__TASK GOAL__: In the following material, identify every line holding the string "below" and return it.

__ENTRIES SUPPLIED__:
+++++
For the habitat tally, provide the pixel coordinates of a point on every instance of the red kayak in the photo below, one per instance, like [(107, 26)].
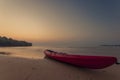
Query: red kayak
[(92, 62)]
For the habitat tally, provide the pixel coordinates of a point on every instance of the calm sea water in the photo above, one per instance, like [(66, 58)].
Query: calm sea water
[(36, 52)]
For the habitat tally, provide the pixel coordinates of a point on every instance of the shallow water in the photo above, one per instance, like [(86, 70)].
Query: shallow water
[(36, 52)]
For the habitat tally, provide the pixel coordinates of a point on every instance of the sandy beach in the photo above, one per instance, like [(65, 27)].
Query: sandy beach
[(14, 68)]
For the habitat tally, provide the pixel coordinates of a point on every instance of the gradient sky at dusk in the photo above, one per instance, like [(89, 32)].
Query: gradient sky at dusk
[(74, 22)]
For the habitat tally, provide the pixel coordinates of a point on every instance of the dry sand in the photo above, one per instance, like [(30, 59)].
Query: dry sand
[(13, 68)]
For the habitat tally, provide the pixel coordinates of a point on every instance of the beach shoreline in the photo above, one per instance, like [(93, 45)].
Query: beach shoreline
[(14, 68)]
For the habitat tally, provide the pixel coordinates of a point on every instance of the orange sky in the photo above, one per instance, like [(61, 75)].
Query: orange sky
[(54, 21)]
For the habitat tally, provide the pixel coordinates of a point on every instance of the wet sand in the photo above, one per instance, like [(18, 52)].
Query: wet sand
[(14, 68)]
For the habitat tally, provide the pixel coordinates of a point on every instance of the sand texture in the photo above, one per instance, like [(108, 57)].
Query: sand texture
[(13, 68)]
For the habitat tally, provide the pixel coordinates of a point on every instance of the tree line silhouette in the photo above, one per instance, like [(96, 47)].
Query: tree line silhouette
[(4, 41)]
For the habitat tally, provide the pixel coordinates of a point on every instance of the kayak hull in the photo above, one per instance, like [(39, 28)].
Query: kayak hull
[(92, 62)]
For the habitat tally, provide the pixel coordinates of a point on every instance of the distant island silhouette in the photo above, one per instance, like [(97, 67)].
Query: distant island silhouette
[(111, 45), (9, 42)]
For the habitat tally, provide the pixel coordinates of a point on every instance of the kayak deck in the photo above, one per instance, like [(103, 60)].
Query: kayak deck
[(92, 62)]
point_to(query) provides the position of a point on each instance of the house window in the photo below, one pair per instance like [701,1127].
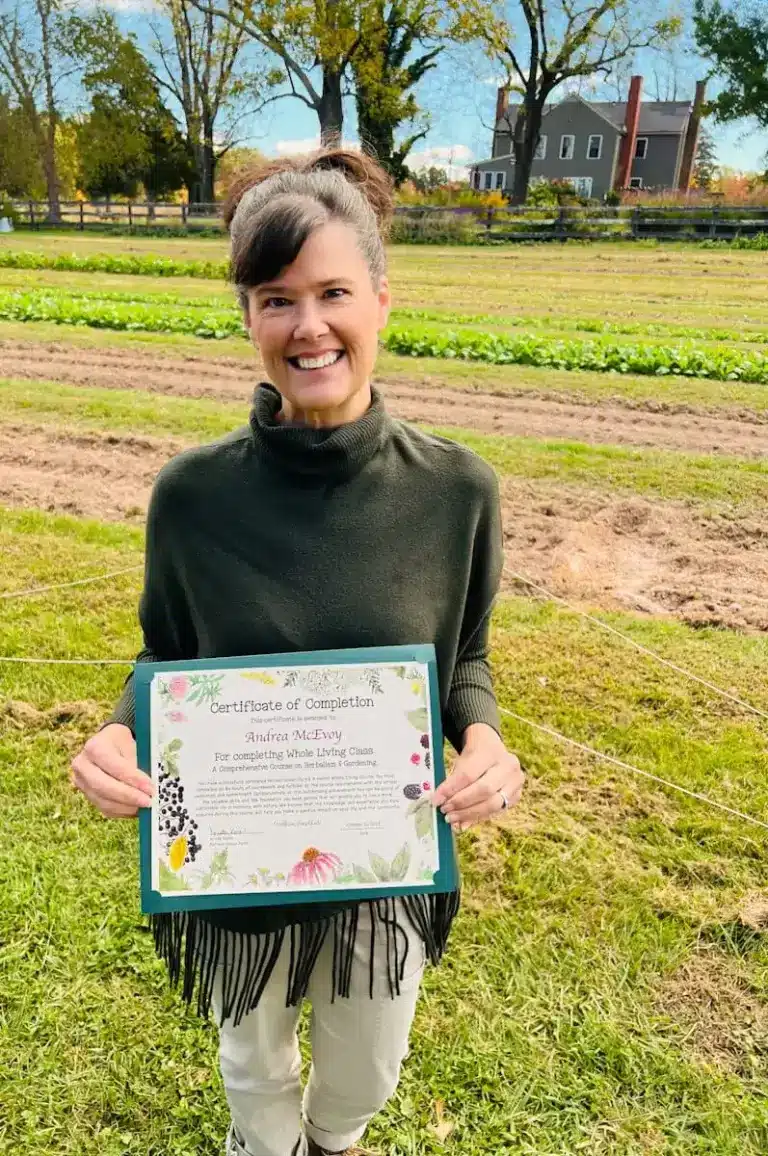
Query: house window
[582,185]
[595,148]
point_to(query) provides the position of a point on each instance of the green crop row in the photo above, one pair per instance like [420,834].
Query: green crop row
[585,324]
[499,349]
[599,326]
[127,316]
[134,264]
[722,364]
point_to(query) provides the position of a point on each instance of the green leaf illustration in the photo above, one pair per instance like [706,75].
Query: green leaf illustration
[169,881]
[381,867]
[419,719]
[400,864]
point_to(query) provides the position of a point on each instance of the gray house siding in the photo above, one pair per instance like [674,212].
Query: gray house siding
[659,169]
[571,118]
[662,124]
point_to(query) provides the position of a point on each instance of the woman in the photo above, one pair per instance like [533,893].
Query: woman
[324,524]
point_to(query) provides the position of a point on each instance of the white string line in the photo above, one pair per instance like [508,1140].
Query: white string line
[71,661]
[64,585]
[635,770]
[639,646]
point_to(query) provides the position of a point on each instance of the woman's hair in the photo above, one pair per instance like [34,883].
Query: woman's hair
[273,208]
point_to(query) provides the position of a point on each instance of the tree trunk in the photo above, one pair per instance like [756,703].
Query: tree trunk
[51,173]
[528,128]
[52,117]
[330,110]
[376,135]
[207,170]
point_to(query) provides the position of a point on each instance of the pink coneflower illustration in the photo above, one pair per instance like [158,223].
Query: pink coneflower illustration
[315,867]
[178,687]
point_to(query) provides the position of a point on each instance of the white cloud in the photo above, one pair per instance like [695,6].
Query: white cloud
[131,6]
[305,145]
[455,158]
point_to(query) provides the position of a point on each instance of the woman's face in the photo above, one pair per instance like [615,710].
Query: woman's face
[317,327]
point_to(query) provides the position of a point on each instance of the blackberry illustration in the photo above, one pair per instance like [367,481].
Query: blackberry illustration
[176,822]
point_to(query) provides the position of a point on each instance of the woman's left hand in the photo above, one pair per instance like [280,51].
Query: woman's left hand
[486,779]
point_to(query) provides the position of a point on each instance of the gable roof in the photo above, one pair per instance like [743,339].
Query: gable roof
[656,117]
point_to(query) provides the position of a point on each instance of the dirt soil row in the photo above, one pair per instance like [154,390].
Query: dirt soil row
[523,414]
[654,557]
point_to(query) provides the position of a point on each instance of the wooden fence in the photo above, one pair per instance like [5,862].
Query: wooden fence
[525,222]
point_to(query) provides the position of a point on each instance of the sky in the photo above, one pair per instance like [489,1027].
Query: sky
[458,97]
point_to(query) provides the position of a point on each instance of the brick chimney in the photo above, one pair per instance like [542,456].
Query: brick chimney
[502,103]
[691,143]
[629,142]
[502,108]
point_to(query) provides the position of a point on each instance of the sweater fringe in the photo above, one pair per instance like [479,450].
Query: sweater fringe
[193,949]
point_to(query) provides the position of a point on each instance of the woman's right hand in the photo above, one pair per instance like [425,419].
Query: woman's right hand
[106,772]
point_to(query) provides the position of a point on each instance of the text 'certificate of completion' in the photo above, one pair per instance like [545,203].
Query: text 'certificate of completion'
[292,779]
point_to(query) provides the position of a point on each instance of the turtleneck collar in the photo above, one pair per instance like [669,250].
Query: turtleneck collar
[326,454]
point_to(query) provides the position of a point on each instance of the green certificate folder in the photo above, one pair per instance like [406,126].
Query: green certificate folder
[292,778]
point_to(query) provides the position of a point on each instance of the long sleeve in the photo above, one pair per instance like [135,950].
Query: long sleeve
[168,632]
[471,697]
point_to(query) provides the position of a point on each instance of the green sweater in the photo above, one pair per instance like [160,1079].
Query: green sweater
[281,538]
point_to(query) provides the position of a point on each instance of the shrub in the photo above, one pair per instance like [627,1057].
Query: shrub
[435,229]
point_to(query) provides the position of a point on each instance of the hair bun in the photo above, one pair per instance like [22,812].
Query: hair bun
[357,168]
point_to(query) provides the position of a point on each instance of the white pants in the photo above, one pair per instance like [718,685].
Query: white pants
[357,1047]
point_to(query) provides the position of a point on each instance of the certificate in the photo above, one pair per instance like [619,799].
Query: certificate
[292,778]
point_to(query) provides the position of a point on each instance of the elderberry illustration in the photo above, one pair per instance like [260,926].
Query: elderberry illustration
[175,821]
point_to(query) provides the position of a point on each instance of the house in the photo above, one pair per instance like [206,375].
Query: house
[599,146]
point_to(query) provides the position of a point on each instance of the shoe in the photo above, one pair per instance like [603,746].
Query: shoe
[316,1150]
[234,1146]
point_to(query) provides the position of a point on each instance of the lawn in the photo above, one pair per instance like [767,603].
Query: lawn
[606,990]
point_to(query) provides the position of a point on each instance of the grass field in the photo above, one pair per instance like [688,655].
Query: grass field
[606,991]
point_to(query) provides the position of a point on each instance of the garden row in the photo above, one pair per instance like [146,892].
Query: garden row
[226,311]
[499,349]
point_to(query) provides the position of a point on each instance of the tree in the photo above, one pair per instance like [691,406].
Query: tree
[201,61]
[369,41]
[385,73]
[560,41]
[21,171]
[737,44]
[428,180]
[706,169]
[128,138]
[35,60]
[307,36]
+++++
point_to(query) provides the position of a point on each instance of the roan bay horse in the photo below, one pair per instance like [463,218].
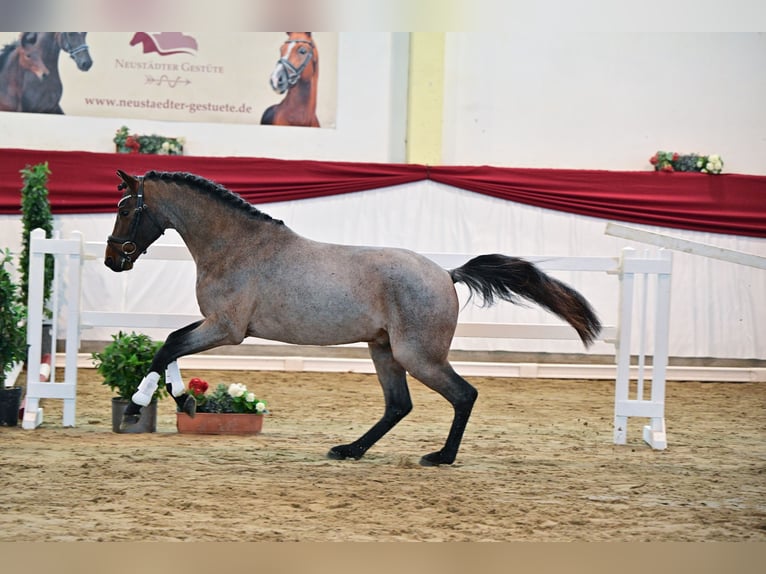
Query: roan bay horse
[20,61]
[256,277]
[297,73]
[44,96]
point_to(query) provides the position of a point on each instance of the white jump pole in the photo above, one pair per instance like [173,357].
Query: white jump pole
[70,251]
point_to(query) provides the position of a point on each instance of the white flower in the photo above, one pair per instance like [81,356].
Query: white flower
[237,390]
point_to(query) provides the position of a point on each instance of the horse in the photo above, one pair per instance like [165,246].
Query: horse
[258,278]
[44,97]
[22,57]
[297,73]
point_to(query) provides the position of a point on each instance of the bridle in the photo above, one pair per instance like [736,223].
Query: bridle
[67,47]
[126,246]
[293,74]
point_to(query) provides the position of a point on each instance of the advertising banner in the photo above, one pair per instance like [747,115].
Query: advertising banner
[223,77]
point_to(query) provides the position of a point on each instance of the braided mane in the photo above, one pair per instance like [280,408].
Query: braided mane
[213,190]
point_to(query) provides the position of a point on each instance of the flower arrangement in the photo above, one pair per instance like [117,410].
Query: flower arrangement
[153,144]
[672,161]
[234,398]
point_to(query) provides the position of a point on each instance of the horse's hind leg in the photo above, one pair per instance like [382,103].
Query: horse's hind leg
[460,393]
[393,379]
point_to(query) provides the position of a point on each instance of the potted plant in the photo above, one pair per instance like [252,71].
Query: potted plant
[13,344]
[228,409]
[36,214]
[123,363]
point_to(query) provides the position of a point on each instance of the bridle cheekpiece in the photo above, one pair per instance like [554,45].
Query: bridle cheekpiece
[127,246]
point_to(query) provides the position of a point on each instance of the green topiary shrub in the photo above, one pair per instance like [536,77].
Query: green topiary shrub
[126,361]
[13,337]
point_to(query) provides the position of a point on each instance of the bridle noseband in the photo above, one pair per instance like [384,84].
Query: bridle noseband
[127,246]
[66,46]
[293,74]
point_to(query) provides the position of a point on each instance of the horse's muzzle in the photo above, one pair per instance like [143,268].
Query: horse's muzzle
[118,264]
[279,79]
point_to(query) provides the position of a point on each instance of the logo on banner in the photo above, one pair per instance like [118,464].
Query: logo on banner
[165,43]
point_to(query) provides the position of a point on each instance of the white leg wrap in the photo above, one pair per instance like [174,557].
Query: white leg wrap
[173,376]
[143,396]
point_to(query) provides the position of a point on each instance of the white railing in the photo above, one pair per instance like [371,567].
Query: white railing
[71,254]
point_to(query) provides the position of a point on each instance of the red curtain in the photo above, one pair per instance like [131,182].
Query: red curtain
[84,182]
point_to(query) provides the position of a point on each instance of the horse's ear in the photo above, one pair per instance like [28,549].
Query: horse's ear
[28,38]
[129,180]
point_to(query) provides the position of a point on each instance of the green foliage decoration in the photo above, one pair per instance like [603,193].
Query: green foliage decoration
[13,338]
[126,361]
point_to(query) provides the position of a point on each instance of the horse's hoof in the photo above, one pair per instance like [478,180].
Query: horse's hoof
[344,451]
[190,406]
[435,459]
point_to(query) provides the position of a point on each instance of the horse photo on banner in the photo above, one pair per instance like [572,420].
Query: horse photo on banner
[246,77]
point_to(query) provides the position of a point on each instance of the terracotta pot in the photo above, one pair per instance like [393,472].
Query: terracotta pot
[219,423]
+++++
__SOLUTION TO THIS PROBLEM__:
For the habitat tally, provide the pixel coordinates of a point on every instance of the red kayak in the photo below, one per instance, like [(107, 26)].
point_to(query) provides the position of a point on each instance of the house window in the photo below, one pair per instance like [701,1127].
point_to(query) provides the position of a point on each instance of the roan bay horse in the photo below, one pair per instance like [463,218].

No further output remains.